=== What you are asked to do ===
Beginning at the line that contains "On this screenshot, the rolled-up", transcribe the remaining lines of the listing exactly; include the final line and omit everything before.

=== Task inputs ===
-- start --

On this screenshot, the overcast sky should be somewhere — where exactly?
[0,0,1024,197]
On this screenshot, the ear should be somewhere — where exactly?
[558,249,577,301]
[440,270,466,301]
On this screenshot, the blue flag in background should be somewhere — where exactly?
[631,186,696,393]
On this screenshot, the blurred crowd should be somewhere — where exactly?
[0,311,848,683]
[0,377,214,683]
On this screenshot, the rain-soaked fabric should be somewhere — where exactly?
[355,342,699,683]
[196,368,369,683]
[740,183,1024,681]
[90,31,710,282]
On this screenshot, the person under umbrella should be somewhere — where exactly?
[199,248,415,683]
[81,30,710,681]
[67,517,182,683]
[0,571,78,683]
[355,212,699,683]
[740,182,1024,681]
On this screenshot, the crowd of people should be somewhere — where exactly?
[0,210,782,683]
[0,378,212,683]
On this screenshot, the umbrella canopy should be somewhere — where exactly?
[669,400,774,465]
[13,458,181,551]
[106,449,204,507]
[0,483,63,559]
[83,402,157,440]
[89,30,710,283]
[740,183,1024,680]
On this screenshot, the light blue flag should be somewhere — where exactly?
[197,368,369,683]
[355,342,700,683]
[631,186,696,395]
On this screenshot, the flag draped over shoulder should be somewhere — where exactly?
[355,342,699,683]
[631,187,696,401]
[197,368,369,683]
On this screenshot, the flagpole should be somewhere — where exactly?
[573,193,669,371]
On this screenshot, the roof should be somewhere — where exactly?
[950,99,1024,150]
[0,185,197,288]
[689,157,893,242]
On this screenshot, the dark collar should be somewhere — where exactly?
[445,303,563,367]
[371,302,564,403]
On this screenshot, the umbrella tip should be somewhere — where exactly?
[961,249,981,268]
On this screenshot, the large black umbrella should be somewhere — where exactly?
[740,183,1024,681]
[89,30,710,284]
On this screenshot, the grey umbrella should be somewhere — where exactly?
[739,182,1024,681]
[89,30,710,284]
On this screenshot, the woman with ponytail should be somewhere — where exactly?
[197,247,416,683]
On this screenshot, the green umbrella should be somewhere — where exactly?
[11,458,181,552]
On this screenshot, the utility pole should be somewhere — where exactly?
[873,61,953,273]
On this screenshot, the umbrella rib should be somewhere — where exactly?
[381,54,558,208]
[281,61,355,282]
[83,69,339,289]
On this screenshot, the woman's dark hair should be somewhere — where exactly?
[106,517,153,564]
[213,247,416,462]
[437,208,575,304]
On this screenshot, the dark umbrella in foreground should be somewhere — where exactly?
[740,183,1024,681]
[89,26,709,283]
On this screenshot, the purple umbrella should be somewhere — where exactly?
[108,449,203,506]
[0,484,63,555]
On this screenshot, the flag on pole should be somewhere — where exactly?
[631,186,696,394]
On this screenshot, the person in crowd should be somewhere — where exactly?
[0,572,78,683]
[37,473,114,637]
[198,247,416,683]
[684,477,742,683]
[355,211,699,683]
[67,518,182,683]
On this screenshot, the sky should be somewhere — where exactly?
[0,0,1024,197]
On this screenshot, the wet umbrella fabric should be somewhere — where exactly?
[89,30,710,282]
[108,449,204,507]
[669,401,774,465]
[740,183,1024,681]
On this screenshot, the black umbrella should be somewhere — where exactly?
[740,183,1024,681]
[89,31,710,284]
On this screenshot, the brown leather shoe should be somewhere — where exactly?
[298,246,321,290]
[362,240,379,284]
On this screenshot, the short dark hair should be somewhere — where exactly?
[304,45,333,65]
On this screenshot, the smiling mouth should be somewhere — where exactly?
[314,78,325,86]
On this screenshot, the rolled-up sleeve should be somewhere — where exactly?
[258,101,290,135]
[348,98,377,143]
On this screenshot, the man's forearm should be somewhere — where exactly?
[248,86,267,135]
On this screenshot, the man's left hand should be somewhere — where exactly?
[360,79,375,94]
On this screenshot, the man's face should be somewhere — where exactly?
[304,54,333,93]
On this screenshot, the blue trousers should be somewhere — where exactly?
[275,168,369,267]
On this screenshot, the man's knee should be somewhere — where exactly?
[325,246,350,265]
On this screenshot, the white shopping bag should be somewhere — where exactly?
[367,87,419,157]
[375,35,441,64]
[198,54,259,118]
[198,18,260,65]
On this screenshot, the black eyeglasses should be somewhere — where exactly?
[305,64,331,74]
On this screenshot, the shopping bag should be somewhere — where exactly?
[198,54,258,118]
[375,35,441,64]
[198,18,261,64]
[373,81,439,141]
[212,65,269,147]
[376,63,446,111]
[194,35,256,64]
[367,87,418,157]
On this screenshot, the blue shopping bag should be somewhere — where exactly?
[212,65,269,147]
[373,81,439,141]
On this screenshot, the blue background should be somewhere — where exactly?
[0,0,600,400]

-- end --

=== Result of this task ===
On this screenshot, the rolled-up sleeve should be somewhere — where exactly?
[258,101,290,135]
[348,98,377,143]
On this screenshot, the man's forearm should be somewhere — where exactly?
[248,86,267,135]
On this screenshot, the man's left hand should be somewhere — where exactly?
[360,79,375,94]
On this screenshot, the man's face should be somewhere — where exactly?
[304,54,333,93]
On this screenshot, the blue trousers should be somewhere — where exactly?
[275,168,369,267]
On this screenshot, the man's knee should be somewhere — where exactly?
[325,246,350,265]
On this screenshot, the white shopping bag should be somewhere — where exactly?
[367,87,419,157]
[375,35,441,64]
[198,54,259,118]
[198,18,260,65]
On this screenshot, the black eyeglasses should be somewhere — where exactly?
[305,64,331,74]
On this screenshot, the shopping bag should be somewhere — where exactly?
[198,54,258,118]
[375,35,441,64]
[198,18,261,64]
[373,81,439,141]
[212,65,269,147]
[376,63,446,111]
[194,35,256,64]
[367,87,418,157]
On this screenshot, the blue shopping bag should be somewhere — where exactly?
[212,65,269,147]
[373,81,439,141]
On this screenshot, the blue background should be somewhere — where exactly?
[0,0,600,400]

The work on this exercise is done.